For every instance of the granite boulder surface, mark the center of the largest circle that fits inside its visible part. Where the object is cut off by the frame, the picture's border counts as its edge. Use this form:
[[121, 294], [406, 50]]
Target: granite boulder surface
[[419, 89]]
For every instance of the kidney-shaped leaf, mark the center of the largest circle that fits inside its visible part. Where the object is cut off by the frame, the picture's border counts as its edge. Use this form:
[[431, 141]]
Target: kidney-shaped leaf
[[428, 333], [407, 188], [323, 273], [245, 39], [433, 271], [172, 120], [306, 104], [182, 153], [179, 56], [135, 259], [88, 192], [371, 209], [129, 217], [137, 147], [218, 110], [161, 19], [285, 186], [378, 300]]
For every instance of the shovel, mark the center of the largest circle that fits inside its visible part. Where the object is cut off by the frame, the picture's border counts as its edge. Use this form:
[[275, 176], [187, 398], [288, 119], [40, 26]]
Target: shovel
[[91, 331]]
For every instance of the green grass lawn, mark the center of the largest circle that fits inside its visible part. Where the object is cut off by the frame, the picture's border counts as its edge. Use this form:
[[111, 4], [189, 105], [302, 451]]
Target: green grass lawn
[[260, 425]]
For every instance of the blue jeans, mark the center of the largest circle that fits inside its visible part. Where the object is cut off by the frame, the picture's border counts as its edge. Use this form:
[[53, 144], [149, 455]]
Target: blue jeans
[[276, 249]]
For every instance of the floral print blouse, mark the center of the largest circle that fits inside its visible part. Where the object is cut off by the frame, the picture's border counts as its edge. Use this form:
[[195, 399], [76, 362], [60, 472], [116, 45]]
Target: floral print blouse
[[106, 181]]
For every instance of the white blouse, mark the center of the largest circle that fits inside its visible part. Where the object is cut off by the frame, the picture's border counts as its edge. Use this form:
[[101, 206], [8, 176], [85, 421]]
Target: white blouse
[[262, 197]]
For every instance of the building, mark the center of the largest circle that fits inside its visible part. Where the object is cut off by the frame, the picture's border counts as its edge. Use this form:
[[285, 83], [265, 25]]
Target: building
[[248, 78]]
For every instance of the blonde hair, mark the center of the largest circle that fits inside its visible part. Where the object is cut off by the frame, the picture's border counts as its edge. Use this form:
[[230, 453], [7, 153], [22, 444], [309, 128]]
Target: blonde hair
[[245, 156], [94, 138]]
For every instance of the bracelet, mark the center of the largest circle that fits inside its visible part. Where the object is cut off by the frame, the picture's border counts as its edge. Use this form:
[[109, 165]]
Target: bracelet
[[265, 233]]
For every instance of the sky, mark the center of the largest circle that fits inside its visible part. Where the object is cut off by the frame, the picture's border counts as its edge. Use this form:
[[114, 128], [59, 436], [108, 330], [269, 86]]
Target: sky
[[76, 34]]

● ● ● ●

What you have to do:
Using the material above, reproduce exactly the line that contains "For every instance of the blue" and all lines after it through the last one, and only those.

Complete response:
For every instance of the blue jeans, mark the center of the largest circle that fits inside its visible part. Where the object is cut off by the frame, the picture's border counts as its edge. Use this form:
[[53, 144], [149, 455]]
Target: blue jeans
[[276, 249]]
For every instance of the floral print blouse, mark the center of the largest circle that fits inside its visible part. Where the object is cut off by the frame, the picture's border counts as its edge. Use this form:
[[195, 399], [76, 362], [60, 472], [116, 45]]
Target: floral print blouse
[[106, 181]]
For every instance of the white blouse, mark the center of the largest circle that fits inside its visible part. Where the object is cut off by the frame, the picture's border counts as its edge. Use this form:
[[101, 206], [8, 176], [85, 421]]
Target: white blouse
[[262, 197]]
For every instance of the building, mark the center of the largest circle that fits inside its visible part. Where the object is cut off by the frame, the picture's border counts as its edge. Use this form:
[[285, 83], [265, 25]]
Target: building
[[248, 78]]
For every instance of the blonde hair, mark the center of the largest circle that fits inside its visible part. Where the object is cut off by the frame, the picture's border counts as its edge. Use this form:
[[230, 453], [7, 153], [22, 444], [309, 128]]
Target: blonde hair
[[245, 156], [94, 138]]
For every instance of the bracelet, mark the center of the largest circle that fits inside its visible part. Where the object is cut off by the frame, the picture's border counts as its edge. Use this form:
[[109, 165]]
Target: bracelet
[[265, 233]]
For every instance of the sky, mark the center of the largest circle that fits inside its visible part. Where the object is cut off by the frame, the picture's border counts as its edge. Use this form:
[[114, 128], [59, 436], [108, 330], [269, 86]]
Target: sky
[[76, 34]]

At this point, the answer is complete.